# Stated exercise
Copy out every line of the records from the line containing "Lightning round! Study the photo above and box every window" through the line containing "[0, 113, 7, 307]", both included, and shift each box coordinate up by 102.

═══ Working data

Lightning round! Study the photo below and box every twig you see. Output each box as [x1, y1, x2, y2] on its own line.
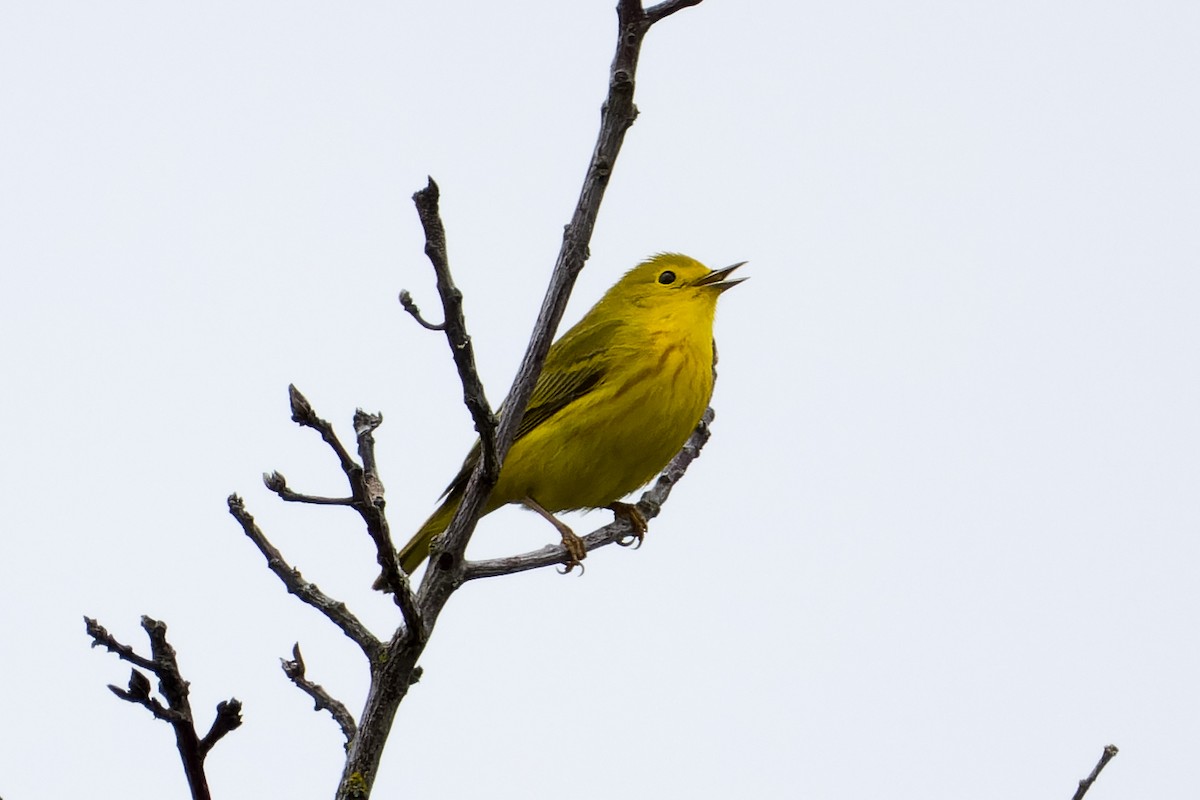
[83, 616, 241, 800]
[400, 289, 446, 331]
[288, 384, 361, 485]
[280, 642, 358, 745]
[401, 178, 500, 483]
[228, 494, 383, 660]
[419, 0, 691, 628]
[646, 0, 700, 25]
[260, 385, 425, 638]
[263, 470, 354, 506]
[1072, 745, 1120, 800]
[336, 0, 710, 800]
[463, 409, 714, 581]
[354, 409, 426, 638]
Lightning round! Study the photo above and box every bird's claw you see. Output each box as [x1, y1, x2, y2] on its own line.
[608, 503, 647, 551]
[558, 530, 588, 575]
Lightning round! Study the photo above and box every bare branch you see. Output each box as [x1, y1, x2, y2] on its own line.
[646, 0, 701, 25]
[288, 384, 359, 483]
[401, 178, 500, 472]
[83, 616, 155, 672]
[200, 698, 241, 756]
[228, 494, 383, 658]
[263, 470, 354, 506]
[400, 289, 446, 331]
[1072, 745, 1120, 800]
[84, 616, 241, 800]
[463, 409, 715, 581]
[354, 409, 426, 638]
[280, 642, 358, 745]
[420, 0, 700, 628]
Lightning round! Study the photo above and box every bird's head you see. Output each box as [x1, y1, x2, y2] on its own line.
[604, 253, 745, 318]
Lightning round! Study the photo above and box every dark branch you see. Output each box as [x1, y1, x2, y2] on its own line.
[400, 289, 446, 331]
[228, 494, 383, 660]
[288, 384, 359, 483]
[84, 616, 241, 800]
[83, 616, 155, 672]
[353, 409, 425, 637]
[463, 409, 714, 581]
[401, 178, 500, 474]
[337, 0, 690, 799]
[200, 698, 241, 756]
[280, 642, 358, 745]
[263, 471, 354, 506]
[1072, 745, 1118, 800]
[646, 0, 700, 25]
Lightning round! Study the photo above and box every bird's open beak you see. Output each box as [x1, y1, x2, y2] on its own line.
[695, 261, 745, 291]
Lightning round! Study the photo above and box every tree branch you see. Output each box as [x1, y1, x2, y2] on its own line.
[227, 494, 383, 658]
[1072, 745, 1120, 800]
[263, 470, 354, 506]
[463, 409, 714, 581]
[400, 178, 500, 474]
[336, 0, 698, 800]
[280, 642, 358, 745]
[83, 616, 241, 800]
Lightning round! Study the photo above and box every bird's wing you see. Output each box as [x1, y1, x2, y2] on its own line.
[443, 318, 620, 497]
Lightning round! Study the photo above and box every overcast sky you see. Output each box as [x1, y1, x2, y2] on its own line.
[0, 0, 1200, 800]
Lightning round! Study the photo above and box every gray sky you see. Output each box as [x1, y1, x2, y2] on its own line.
[0, 0, 1200, 800]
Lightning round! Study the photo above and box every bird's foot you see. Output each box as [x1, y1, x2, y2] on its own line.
[558, 525, 588, 575]
[607, 503, 647, 551]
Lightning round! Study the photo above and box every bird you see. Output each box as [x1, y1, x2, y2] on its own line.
[388, 253, 745, 588]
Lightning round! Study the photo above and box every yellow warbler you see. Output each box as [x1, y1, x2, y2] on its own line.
[400, 253, 744, 572]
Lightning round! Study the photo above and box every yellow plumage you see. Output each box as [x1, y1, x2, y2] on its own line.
[400, 253, 740, 572]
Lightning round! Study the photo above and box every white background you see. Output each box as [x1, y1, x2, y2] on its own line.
[0, 0, 1200, 800]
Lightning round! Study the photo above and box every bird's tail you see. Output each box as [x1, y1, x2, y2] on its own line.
[398, 491, 462, 575]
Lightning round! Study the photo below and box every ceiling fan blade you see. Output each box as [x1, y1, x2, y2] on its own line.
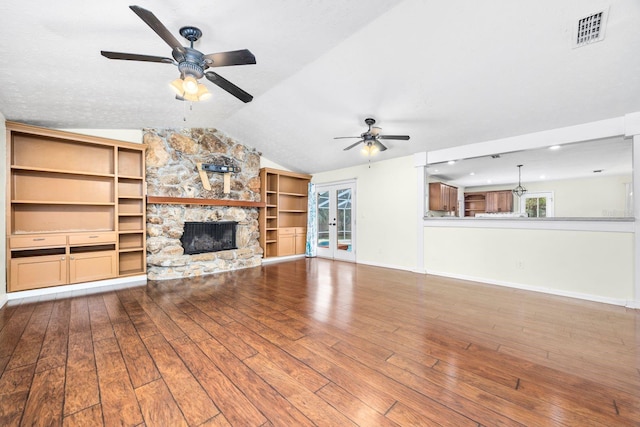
[204, 49, 256, 67]
[129, 6, 184, 53]
[373, 139, 387, 151]
[344, 139, 364, 151]
[100, 50, 173, 64]
[378, 135, 409, 141]
[204, 71, 253, 102]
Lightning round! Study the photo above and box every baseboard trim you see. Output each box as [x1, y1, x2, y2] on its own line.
[357, 260, 420, 273]
[426, 270, 634, 307]
[262, 254, 305, 264]
[6, 274, 147, 301]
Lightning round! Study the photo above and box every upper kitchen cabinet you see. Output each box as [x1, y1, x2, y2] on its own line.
[429, 182, 458, 212]
[485, 190, 513, 213]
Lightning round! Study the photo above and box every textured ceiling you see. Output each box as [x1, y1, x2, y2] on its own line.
[0, 0, 640, 173]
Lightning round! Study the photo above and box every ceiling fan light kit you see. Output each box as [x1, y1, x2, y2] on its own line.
[100, 6, 256, 102]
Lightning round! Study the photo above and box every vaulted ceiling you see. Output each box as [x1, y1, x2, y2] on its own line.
[0, 0, 640, 173]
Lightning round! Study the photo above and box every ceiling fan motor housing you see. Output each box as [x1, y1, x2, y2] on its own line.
[173, 47, 206, 79]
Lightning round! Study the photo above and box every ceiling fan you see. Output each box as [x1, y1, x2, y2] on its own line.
[333, 117, 409, 154]
[100, 6, 256, 102]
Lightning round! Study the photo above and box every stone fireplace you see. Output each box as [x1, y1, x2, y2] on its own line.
[144, 129, 262, 280]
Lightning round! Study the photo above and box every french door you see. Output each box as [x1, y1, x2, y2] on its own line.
[316, 181, 356, 262]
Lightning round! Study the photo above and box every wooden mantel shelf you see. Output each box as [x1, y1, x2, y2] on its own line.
[147, 196, 266, 208]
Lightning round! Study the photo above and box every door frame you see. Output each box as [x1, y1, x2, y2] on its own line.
[314, 179, 357, 262]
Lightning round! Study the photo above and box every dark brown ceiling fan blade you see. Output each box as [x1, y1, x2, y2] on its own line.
[204, 71, 253, 102]
[377, 135, 409, 141]
[100, 50, 173, 64]
[343, 139, 364, 151]
[204, 49, 256, 67]
[373, 139, 387, 151]
[129, 6, 184, 53]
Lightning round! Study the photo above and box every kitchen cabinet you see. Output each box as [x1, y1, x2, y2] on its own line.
[485, 190, 513, 213]
[464, 192, 487, 216]
[429, 182, 458, 212]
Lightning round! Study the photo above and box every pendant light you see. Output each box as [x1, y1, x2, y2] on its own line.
[511, 165, 527, 197]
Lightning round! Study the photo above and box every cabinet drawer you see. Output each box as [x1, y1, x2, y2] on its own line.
[69, 233, 116, 246]
[9, 235, 67, 249]
[278, 227, 296, 236]
[8, 255, 67, 292]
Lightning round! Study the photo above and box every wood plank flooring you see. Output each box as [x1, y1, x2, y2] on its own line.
[0, 259, 640, 427]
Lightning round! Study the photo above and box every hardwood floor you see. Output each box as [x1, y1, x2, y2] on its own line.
[0, 259, 640, 427]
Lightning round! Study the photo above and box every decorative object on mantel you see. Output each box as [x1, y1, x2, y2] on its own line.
[196, 162, 238, 194]
[100, 6, 256, 102]
[511, 165, 527, 197]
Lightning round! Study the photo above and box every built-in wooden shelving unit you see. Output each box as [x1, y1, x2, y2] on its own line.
[6, 122, 146, 292]
[259, 168, 311, 258]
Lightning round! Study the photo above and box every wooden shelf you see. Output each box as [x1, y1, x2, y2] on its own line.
[147, 196, 266, 208]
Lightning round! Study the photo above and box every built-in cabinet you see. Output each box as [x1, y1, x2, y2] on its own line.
[464, 192, 487, 216]
[485, 190, 513, 213]
[429, 182, 458, 212]
[6, 122, 146, 292]
[464, 190, 513, 216]
[259, 168, 311, 258]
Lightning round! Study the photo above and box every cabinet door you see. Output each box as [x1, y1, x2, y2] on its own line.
[278, 231, 296, 256]
[498, 191, 513, 212]
[485, 191, 498, 213]
[295, 227, 307, 255]
[9, 254, 67, 292]
[69, 251, 118, 283]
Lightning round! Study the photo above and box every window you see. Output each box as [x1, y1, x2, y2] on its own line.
[520, 191, 553, 218]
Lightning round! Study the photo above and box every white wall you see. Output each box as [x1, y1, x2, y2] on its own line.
[260, 156, 291, 172]
[424, 227, 634, 305]
[60, 129, 142, 144]
[312, 156, 418, 271]
[0, 113, 7, 307]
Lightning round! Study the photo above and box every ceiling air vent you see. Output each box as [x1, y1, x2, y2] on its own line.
[573, 10, 607, 47]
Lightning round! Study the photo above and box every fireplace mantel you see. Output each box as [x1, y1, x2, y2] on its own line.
[147, 196, 266, 208]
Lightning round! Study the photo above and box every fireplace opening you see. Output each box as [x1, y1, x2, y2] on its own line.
[180, 221, 238, 255]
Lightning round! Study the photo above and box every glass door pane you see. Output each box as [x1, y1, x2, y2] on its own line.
[336, 188, 352, 252]
[316, 191, 331, 248]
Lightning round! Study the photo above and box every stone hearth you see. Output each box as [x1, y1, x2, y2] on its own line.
[144, 129, 262, 280]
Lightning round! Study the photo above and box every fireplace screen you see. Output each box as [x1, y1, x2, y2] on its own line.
[180, 221, 238, 255]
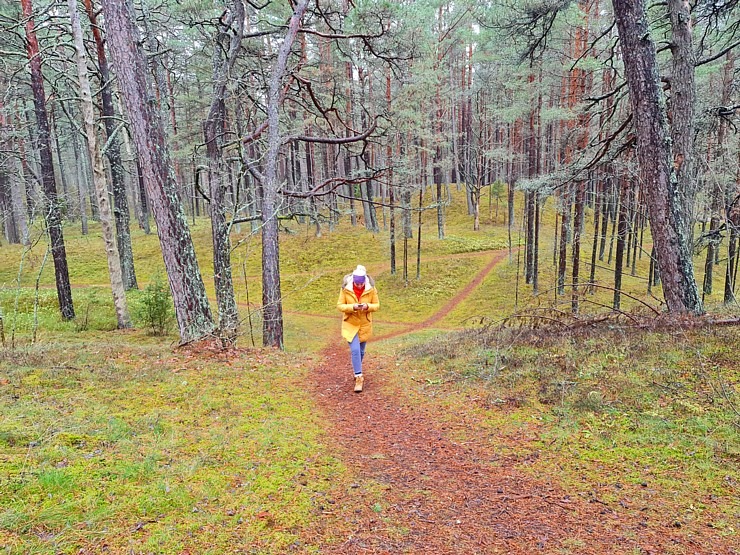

══════

# Correct output
Lightning round! Study the photo above and box every window you see. Output each box as [x1, y1, x2, y2] on its own line.
[622, 293, 655, 320]
Lightning round! Study the photo above and box every white wall you see. Output each box as [x1, y1, x2, y2] on its own line.
[362, 258, 393, 274]
[526, 329, 736, 407]
[162, 231, 244, 246]
[414, 258, 520, 373]
[102, 215, 109, 409]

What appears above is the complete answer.